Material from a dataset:
----------------
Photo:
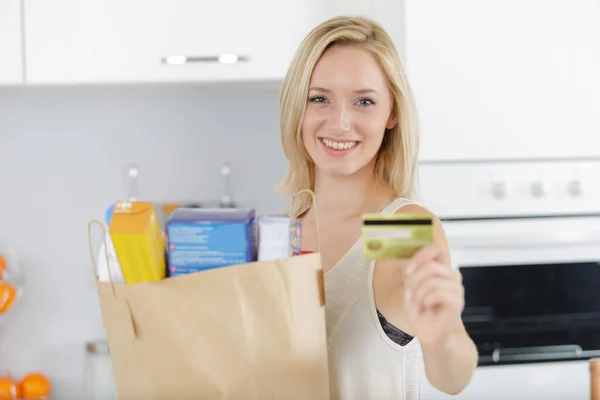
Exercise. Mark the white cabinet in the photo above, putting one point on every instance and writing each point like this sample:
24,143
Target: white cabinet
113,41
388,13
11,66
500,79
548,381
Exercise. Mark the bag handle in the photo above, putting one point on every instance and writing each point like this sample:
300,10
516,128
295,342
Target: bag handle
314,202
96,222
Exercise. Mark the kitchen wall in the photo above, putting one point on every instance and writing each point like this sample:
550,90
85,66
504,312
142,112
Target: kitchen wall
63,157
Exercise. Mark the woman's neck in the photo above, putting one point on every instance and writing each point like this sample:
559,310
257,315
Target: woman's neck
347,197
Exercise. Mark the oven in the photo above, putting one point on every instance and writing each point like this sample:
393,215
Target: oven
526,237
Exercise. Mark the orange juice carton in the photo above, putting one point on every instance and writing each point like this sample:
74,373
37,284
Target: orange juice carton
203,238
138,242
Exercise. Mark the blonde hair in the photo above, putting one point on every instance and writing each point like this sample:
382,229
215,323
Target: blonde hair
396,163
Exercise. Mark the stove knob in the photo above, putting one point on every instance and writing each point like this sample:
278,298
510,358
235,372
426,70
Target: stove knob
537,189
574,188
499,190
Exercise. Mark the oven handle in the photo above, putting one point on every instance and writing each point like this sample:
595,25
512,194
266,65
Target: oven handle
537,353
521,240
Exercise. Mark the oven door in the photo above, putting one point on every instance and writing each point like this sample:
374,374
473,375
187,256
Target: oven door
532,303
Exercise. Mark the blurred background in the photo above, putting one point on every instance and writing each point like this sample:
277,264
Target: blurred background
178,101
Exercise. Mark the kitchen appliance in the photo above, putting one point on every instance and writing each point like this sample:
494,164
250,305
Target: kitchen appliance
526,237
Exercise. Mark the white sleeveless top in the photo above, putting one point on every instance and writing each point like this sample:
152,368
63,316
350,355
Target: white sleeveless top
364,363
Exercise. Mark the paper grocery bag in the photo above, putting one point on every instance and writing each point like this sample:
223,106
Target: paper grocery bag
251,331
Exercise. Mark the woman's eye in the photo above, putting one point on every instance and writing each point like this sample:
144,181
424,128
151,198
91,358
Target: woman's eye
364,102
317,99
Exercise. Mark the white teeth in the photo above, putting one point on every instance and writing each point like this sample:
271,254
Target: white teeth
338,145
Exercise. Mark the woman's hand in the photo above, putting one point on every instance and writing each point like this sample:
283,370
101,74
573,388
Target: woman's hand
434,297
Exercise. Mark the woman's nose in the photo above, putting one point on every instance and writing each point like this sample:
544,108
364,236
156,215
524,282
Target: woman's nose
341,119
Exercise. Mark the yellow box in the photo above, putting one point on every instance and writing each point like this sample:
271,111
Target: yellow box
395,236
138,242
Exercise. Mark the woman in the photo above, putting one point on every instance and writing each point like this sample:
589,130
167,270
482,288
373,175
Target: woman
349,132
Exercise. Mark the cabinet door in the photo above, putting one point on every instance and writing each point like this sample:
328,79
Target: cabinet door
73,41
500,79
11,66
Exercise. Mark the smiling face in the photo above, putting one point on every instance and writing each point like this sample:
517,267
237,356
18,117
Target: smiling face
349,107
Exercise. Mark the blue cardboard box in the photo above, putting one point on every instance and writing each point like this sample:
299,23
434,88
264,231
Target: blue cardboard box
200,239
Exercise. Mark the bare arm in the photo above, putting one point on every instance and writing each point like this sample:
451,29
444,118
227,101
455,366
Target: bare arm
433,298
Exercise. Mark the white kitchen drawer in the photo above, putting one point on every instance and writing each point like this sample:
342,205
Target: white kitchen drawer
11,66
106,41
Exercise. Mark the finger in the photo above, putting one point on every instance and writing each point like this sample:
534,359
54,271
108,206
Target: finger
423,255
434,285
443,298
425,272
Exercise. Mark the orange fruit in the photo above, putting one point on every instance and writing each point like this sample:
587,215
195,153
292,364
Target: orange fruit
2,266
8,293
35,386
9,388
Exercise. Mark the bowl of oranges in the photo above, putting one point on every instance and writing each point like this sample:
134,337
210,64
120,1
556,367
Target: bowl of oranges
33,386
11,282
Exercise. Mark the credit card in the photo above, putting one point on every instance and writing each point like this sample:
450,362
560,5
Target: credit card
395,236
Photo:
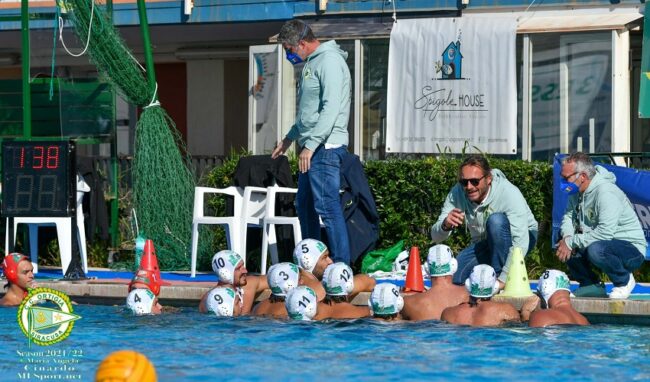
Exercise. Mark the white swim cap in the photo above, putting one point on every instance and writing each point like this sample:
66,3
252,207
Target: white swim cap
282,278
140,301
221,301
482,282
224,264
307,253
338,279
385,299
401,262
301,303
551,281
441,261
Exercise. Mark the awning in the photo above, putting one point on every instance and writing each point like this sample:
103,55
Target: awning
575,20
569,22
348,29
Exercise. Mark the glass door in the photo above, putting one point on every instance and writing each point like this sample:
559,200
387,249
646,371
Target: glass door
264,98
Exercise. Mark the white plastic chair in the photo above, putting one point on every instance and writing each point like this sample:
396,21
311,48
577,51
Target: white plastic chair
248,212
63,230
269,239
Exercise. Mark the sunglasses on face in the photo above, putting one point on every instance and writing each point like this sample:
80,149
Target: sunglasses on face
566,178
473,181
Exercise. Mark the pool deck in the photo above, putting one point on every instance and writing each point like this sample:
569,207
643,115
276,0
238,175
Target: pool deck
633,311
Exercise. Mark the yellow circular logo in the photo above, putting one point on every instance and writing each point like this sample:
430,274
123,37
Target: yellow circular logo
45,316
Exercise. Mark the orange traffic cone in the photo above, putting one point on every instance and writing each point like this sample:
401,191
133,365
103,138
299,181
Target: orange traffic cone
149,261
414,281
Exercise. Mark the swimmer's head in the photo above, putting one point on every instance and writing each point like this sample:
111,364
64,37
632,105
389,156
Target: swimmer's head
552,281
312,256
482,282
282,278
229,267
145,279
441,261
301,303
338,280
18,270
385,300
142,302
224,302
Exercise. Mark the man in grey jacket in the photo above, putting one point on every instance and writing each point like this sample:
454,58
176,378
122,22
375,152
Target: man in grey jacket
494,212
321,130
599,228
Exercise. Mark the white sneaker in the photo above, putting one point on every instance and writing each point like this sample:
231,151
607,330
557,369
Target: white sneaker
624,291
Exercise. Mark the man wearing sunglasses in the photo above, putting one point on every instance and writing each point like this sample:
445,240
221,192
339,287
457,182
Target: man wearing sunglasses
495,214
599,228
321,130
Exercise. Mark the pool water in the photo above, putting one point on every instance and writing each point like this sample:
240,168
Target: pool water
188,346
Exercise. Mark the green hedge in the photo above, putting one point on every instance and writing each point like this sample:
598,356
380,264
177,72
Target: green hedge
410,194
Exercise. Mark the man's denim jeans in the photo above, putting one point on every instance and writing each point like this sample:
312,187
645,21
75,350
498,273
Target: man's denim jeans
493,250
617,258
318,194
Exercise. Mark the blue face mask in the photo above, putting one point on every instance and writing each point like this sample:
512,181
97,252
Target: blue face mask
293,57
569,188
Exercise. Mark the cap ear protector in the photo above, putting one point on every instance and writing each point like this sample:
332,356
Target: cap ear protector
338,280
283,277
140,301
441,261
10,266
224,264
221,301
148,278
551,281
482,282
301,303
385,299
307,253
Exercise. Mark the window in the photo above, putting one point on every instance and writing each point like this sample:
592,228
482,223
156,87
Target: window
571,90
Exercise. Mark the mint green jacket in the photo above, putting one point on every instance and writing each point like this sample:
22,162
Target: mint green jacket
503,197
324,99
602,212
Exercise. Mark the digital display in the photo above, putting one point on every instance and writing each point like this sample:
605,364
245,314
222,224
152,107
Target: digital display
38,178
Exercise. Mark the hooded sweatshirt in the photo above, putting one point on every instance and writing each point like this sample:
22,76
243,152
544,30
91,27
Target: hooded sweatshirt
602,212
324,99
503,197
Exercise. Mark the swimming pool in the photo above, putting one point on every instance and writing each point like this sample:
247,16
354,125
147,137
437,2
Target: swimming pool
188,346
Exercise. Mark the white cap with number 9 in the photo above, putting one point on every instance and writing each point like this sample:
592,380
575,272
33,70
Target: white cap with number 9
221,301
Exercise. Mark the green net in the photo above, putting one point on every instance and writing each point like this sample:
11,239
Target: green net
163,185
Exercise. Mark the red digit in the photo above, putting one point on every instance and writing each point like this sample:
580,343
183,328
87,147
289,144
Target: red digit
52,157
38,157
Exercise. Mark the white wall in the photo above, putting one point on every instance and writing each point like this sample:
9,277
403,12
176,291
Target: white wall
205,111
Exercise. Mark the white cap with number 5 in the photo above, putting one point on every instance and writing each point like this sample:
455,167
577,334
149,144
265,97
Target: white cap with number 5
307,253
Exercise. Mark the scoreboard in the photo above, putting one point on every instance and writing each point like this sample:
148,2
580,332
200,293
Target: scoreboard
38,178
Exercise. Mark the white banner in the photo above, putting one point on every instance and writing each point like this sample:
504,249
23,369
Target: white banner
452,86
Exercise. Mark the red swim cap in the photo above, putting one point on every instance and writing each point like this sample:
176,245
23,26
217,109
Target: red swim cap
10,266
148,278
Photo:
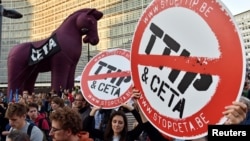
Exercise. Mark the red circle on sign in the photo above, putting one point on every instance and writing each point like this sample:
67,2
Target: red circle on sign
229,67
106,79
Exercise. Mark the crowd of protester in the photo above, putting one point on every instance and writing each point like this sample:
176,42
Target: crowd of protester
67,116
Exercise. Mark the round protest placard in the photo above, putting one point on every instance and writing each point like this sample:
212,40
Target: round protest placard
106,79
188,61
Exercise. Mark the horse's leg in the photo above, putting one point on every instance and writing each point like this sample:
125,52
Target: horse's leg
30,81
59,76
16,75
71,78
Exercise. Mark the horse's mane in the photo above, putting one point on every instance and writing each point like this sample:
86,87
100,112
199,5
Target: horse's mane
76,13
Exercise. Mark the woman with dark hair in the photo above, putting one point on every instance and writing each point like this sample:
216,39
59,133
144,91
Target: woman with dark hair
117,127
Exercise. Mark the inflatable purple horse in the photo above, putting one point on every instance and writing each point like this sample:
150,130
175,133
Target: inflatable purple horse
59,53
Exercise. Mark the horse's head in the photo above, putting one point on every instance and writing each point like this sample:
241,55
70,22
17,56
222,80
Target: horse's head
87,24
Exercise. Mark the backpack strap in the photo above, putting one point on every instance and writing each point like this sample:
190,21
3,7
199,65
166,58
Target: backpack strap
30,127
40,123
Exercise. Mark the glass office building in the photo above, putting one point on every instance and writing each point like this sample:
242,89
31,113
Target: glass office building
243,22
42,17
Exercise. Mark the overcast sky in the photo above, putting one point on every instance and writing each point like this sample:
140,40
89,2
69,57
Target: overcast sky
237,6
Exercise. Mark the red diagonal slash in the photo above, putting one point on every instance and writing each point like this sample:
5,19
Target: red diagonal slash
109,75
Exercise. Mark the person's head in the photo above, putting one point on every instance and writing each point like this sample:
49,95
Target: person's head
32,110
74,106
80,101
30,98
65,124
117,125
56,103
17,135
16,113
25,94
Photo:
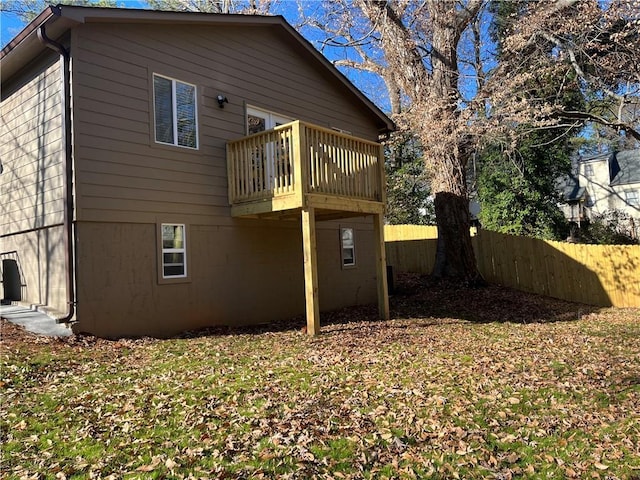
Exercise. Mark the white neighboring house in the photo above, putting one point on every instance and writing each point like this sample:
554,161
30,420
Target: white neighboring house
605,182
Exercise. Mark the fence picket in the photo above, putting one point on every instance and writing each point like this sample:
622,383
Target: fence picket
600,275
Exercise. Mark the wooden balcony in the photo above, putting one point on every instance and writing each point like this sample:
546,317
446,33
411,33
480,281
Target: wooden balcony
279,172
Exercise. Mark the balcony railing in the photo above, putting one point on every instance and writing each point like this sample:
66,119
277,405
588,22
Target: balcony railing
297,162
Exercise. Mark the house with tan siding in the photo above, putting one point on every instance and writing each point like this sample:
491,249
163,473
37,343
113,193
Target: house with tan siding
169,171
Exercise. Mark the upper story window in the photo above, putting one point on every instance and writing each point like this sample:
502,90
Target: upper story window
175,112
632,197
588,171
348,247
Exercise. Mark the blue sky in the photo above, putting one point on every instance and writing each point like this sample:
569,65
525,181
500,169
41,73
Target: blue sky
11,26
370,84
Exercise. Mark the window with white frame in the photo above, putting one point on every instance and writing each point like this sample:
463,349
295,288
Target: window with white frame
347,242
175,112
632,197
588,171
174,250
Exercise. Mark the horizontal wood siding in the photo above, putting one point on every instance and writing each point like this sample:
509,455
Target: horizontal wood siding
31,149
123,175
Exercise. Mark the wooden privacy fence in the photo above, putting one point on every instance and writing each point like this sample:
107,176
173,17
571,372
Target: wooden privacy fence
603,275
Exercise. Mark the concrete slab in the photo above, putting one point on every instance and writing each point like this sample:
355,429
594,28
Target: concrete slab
----------------
Prompt: Reproduce verbatim the lines of the material starting at the line containing "Exercise. Mark the wooden privacy" and ending at the final line of the material, including both ends.

Solution below:
Exercise. Mark the wooden privacy fence in the photo above, putting one point on every instance and writing each point like this sample:
107,176
173,17
571,372
Target: wooden privacy fence
603,275
Exercise. Mark the concrete slab in the photo above, putting one point on every instance and writing each point like this sample:
355,429
594,28
Target: concrete slab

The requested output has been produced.